- Opening Delimiter -
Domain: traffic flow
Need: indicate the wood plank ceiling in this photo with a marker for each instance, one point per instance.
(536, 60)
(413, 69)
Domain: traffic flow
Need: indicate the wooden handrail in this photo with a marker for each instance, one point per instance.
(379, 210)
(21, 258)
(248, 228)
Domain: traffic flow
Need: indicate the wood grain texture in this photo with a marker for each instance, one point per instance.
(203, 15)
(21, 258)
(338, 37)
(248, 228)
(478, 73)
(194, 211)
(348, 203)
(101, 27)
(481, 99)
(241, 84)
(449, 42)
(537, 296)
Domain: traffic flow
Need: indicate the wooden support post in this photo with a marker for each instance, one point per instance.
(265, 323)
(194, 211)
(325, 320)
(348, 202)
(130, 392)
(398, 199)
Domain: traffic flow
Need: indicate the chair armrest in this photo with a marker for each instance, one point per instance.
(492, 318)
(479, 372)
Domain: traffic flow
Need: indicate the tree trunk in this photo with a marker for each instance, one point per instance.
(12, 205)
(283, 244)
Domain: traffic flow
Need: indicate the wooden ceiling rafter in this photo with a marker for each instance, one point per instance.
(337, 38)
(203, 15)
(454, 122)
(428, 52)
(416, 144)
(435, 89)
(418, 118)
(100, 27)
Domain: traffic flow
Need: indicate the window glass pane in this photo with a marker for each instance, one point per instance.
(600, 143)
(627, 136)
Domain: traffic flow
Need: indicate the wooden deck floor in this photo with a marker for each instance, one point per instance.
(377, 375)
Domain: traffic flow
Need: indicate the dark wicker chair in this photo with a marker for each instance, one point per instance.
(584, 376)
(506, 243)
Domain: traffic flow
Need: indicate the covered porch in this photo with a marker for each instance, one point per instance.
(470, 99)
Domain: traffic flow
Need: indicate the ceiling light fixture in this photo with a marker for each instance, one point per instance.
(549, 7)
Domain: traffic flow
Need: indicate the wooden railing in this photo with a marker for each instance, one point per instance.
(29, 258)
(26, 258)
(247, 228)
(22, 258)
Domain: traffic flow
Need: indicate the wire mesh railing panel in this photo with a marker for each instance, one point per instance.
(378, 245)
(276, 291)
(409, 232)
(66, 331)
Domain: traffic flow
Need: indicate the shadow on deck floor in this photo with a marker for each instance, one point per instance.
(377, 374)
- Closing Delimiter -
=== REQUIRED WORK ===
Each of the records should be retyped exactly.

=== ANSWER ===
Domain: traffic flow
Need: indicate the wood plank ceiling in this photo with a marker for each instance, one point per instance.
(536, 60)
(413, 69)
Domain: traffic flow
Need: indicate the wooden handrail in this photo with a marker for each instance, one point per instance.
(379, 210)
(21, 258)
(248, 228)
Domain: traffic flow
Need: indicate the wood grain texture in this photo with a marker for each instance, one point per instance.
(203, 15)
(21, 258)
(338, 37)
(248, 228)
(478, 73)
(194, 211)
(348, 203)
(101, 27)
(481, 99)
(241, 84)
(449, 42)
(537, 296)
Domain: traffic flow
Need: indicate the wooden support post in this photo with a marker for each instance, one point per instance.
(265, 323)
(194, 211)
(325, 320)
(348, 202)
(130, 392)
(398, 199)
Domain: traffic flow
Need: indicate the chair armrest in this photo with a marker for each instance, one point per instance.
(492, 318)
(479, 372)
Domain: traffic flow
Need: indicate the tree trunk in this photo with a marker for each instance, one point per instance.
(12, 205)
(283, 244)
Domain: traffic flow
Need: indicate the wooden ceiling rafter in this photo with a marker for each instance, one point per instance.
(337, 38)
(203, 15)
(454, 122)
(428, 52)
(416, 144)
(435, 89)
(418, 118)
(100, 27)
Domain: traffic flow
Need: indicate the window glass pane in this photo with a marker for each instance, one point per instance.
(600, 143)
(627, 136)
Domain: traffic flow
Need: indicate the wooden deck floor in this photo with a marker for each instance, one point per instance.
(377, 375)
Domain: traffic flow
Need: indicate the dark wicker chair in this photo with a marker for each instance, one point per instance.
(584, 376)
(506, 243)
Domain: traffic flow
Need: indicate the covered porch in this photo with a marker for each instance, one point per instance.
(470, 99)
Domain: traffic flow
Need: indicate the ceiling light fixture in this photo with a marker for each instance, one point per instance.
(549, 7)
Domain: traffic flow
Need: indicate the wooden railing in this photo with a marker for each instance, one point per instance.
(29, 258)
(26, 258)
(247, 228)
(22, 258)
Domain: traffic flow
Need: indicate the wire mesh railing panel in this photo with a marker for each instance, one point per instance.
(378, 245)
(276, 291)
(409, 232)
(66, 331)
Domain: traffic flow
Need: indicate the shadow on deck floor in this photo with a marker for each instance, one point per instance.
(377, 374)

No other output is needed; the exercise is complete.